(Natural-language object grounding data)
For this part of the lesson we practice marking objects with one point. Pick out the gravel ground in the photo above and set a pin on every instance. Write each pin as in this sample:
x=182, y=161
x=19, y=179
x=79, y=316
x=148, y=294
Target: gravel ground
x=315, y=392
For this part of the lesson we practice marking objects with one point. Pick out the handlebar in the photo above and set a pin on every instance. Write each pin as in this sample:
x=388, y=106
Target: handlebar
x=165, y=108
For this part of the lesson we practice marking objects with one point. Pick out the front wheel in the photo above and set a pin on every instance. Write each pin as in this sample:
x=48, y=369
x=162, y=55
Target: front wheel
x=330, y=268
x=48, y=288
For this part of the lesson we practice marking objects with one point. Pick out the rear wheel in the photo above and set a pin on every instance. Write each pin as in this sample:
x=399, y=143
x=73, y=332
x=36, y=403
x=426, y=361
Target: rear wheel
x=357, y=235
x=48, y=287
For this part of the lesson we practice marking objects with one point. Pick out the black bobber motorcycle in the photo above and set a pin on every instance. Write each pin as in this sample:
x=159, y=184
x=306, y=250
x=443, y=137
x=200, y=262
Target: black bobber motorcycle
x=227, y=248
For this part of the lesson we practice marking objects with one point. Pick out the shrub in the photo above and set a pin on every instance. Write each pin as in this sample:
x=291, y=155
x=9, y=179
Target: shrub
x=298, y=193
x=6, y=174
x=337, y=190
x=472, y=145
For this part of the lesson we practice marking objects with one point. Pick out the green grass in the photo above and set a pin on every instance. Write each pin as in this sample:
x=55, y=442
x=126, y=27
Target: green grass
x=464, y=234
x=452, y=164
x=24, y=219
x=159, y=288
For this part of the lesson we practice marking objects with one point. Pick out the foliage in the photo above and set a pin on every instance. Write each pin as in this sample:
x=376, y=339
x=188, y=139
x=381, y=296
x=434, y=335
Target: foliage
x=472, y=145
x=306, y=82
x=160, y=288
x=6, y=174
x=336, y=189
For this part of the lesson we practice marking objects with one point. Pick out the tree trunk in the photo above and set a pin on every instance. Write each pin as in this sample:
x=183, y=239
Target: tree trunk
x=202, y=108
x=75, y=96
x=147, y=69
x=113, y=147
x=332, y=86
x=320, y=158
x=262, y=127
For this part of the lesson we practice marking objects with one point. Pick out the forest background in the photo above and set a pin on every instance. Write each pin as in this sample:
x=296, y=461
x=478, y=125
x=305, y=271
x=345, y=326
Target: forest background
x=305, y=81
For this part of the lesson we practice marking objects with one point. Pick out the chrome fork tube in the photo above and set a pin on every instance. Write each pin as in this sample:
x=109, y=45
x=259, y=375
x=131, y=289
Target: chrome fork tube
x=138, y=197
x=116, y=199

## [WHAT IS EXPECTED]
Give the data again, exactly as it stands.

## [WRITTEN RESPONSE]
For this part of the lesson we practice marking objects with one point. Pick out the gravel ground in the photo above and set a pin on every instance. Write each pin as in this sample:
x=182, y=161
x=19, y=179
x=79, y=316
x=148, y=294
Target: gravel ground
x=315, y=392
For this part of the lesson we practice marking objects with one point. Pick out the handlebar in the photo above and set a pin on every instance. Write each pin as in this sample:
x=388, y=106
Target: handlebar
x=165, y=108
For this part of the lesson we practice marking objects with one point. Pick out the front wheel in the photo above and set a pin on every instance. Write each pin as in this sample:
x=48, y=369
x=162, y=55
Target: front wheel
x=330, y=268
x=48, y=288
For this part of the lesson we practice marking objects with one point. Pick out the rear wheel in the photo above and set a pin on every instance. Write each pin as in this sample:
x=399, y=143
x=73, y=332
x=36, y=403
x=426, y=361
Target: rear wheel
x=357, y=235
x=48, y=287
For this part of the lesson we practice marking objects with one point. Pick out the black bobber motorcycle in the photo above and set a pin on every instance. Write each pin as in this sample:
x=159, y=184
x=306, y=250
x=443, y=137
x=200, y=262
Target: black bobber motorcycle
x=227, y=248
For this part of the lesson we practice marking objects with one point. Pick out the shrub in the photo above and set a pin on every instance. Write each pin as in this sample:
x=291, y=155
x=9, y=179
Target: shrub
x=298, y=193
x=6, y=174
x=337, y=190
x=472, y=145
For this part of the lesson we practice marking objects with one point. Pick out the green grass in the photo above and set a pin on every instance. Write each pin as in this sample:
x=55, y=442
x=126, y=27
Target: green grass
x=464, y=234
x=452, y=164
x=24, y=219
x=159, y=288
For this part of the lesson we practice marking objects with one point. Pick out the foliage in the photo above and set a pin on every instance. Write each pin as in this sample:
x=376, y=339
x=188, y=139
x=381, y=296
x=434, y=335
Target: foliage
x=472, y=145
x=306, y=82
x=160, y=288
x=6, y=174
x=336, y=189
For this part of the lesson we practice marking objects with one point. Pick out the tree trunk in the photo above and set a pin on every instance. Write each pin as in this sample:
x=183, y=239
Target: tree trunk
x=202, y=108
x=75, y=96
x=147, y=69
x=113, y=147
x=332, y=86
x=320, y=158
x=262, y=127
For this part of the lesson we practice marking objects with one point. Pick out the forest background in the photo above and set a pin on every instance. Write each pin as in this sample:
x=296, y=461
x=478, y=125
x=305, y=271
x=345, y=326
Target: forest background
x=305, y=81
For this part of the lesson we practice marking objects with one point. Pick out the chrome fork tube in the photo above and set a pin on every instance. Write each pin as in this sample:
x=109, y=45
x=259, y=375
x=131, y=289
Target: chrome fork tube
x=138, y=197
x=116, y=199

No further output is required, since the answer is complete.